PROBLEM TO SOLVE:
Write out the whole of the material exactly.

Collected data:
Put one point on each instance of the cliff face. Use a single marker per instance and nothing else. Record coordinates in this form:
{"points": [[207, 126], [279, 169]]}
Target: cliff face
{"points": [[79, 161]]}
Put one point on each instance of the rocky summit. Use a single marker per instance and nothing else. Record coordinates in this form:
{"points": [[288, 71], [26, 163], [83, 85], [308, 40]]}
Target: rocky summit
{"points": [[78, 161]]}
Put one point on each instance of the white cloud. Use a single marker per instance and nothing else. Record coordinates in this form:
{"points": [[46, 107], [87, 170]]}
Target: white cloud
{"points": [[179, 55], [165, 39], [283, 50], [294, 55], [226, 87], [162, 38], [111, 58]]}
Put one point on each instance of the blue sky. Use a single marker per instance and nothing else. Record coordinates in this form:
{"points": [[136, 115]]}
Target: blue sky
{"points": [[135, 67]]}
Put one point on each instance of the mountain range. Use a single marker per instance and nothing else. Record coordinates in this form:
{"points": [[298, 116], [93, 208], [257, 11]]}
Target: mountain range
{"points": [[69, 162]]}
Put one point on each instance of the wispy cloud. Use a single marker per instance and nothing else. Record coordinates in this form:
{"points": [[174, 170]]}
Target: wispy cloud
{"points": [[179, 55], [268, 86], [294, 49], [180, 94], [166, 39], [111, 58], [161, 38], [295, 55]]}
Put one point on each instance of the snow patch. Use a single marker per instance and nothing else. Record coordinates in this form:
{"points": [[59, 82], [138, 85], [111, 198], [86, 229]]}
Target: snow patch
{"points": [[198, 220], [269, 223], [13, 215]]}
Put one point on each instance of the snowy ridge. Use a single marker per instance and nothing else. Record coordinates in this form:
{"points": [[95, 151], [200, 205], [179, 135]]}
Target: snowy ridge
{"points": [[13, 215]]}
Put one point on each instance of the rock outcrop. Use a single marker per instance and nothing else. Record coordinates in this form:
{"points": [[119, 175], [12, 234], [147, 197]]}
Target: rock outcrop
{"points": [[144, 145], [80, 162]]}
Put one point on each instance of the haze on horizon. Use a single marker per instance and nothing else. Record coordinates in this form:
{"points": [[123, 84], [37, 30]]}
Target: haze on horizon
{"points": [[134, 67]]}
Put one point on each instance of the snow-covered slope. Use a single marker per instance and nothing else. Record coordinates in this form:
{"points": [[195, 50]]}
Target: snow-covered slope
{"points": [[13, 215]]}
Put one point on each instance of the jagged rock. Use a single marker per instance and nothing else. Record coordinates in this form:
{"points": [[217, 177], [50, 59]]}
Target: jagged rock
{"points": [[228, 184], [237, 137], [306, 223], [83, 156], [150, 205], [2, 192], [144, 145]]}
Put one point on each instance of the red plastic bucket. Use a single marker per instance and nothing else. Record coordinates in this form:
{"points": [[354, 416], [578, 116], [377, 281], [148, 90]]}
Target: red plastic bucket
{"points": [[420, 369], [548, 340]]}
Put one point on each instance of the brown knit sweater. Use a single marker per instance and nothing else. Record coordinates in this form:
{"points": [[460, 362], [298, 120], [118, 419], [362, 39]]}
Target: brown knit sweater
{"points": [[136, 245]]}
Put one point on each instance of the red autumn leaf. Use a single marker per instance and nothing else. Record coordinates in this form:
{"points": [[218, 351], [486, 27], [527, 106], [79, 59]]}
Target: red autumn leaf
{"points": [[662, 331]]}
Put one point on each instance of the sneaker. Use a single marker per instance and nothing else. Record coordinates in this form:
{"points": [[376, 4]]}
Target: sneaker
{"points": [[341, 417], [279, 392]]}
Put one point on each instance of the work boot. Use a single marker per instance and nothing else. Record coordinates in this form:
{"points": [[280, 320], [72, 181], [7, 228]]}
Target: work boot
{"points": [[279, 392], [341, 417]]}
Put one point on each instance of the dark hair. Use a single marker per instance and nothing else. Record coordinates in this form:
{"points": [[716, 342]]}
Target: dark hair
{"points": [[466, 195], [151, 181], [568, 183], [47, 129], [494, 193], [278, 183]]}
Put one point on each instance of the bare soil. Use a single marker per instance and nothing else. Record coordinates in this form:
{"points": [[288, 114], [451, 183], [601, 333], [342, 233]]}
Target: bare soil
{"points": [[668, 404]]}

FINISHED ANSWER:
Put one point on each instance of the cliff face. Use a single marker per instance and nothing else. Record coordinates in this form:
{"points": [[207, 126], [279, 169]]}
Target: cliff face
{"points": [[79, 161]]}
Put one point on each instance of the rocky summit. Use a single marker per instance and nothing else. Record coordinates in this form:
{"points": [[288, 71], [26, 163], [83, 85], [308, 40]]}
Target: rocky summit
{"points": [[78, 161]]}
Put one point on each instance of the white cloud. Use a single marker per instance and nothing else. Record coordinates in this form:
{"points": [[46, 107], [87, 170]]}
Target: white cloud
{"points": [[179, 55], [165, 39], [283, 50], [294, 55], [226, 87], [162, 38], [111, 58]]}
Put one point on each instance of the blue sky. Use a single marker per instance and nothing else. Record coordinates in this form:
{"points": [[136, 115]]}
Target: blue sky
{"points": [[135, 67]]}
Put one point on each instance of the mountain range. Use a single marker per instance and nothing else. Record coordinates in this form:
{"points": [[298, 116], [93, 208], [257, 11]]}
Target: mountain range
{"points": [[69, 162]]}
Put one point on each instance of the wispy cloud. Use a single marker per instance and nothing else. Record coordinates in this form:
{"points": [[174, 170]]}
Target: wispy cloud
{"points": [[179, 55], [268, 86], [294, 49], [180, 94], [166, 39], [111, 58], [161, 38], [295, 55]]}
Put one point on each instance of the snow patch. Use a single marker per instance and nothing else. Record coordinates in this form:
{"points": [[59, 82], [138, 85], [111, 198], [86, 229]]}
Target: snow patch
{"points": [[198, 220], [269, 223], [13, 215]]}
Put one point on each instance of the snowy ridge. Use a single marker per instance and nothing else. Record coordinates in this form:
{"points": [[95, 151], [200, 205], [179, 135]]}
Target: snowy ridge
{"points": [[13, 215]]}
Put one point on each instance of the rock outcrop. Use a single marker per instance and nothing else. Record coordinates in this form:
{"points": [[119, 175], [12, 234], [147, 197]]}
Target: rock outcrop
{"points": [[144, 145], [80, 162]]}
Put one point on each instance of the haze on horizon. Use a single marker per instance and nothing else. Record coordinates in this form:
{"points": [[123, 84], [37, 30]]}
Target: haze on horizon
{"points": [[134, 67]]}
Put one point on each instance of the snow-covered slope. Use a single marker per instance and nothing else. Record coordinates in this form:
{"points": [[195, 50]]}
Target: snow-covered slope
{"points": [[13, 215]]}
Put one point on each instance of the jagged rock. Use a single marker per instance and nothing else. Record coordinates in this form:
{"points": [[217, 177], [50, 59]]}
Target: jagged rock
{"points": [[228, 184], [237, 137], [306, 223], [83, 156], [150, 205], [2, 192], [144, 145]]}
Put one point on each instance of the red plastic bucket. Use a single marker per instance and nothing else. Record coordinates in this form:
{"points": [[354, 416], [578, 116], [377, 281], [148, 90]]}
Target: red plastic bucket
{"points": [[420, 369], [548, 340]]}
Put one point on each instance of the brown knit sweater. Use a single marker per instance and nothing else. Record coordinates in this form:
{"points": [[460, 362], [298, 120], [118, 419], [362, 39]]}
Target: brown knit sweater
{"points": [[136, 245]]}
Put one point on each instance of the red autumn leaf. Use a single marker per instance and nothing else. Record coordinates in this form:
{"points": [[218, 351], [486, 27], [527, 106], [79, 59]]}
Target: red autumn leaf
{"points": [[662, 331]]}
Put one point on each instance of the sneaker. Use a single marker per instance and nothing else. Record coordinates in this form:
{"points": [[376, 4]]}
Target: sneaker
{"points": [[341, 417], [279, 392]]}
Put one point on each instance of the work boot. Use a single marker per instance and nothing else. Record coordinates in this form:
{"points": [[280, 320], [72, 181], [7, 228]]}
Target: work boot
{"points": [[279, 392], [341, 417]]}
Put one point on each instance of the dark hair. Use a single marker per instance and nothing else. Record coordinates in this form:
{"points": [[716, 342]]}
Target: dark hair
{"points": [[466, 195], [151, 181], [568, 183], [47, 129], [494, 193], [278, 183]]}
Put one point on each instance of the bare soil. Use a single marker per instance and nothing else. Record coordinates in this form:
{"points": [[288, 114], [451, 183], [601, 333], [342, 233]]}
Target: bare soil
{"points": [[668, 404]]}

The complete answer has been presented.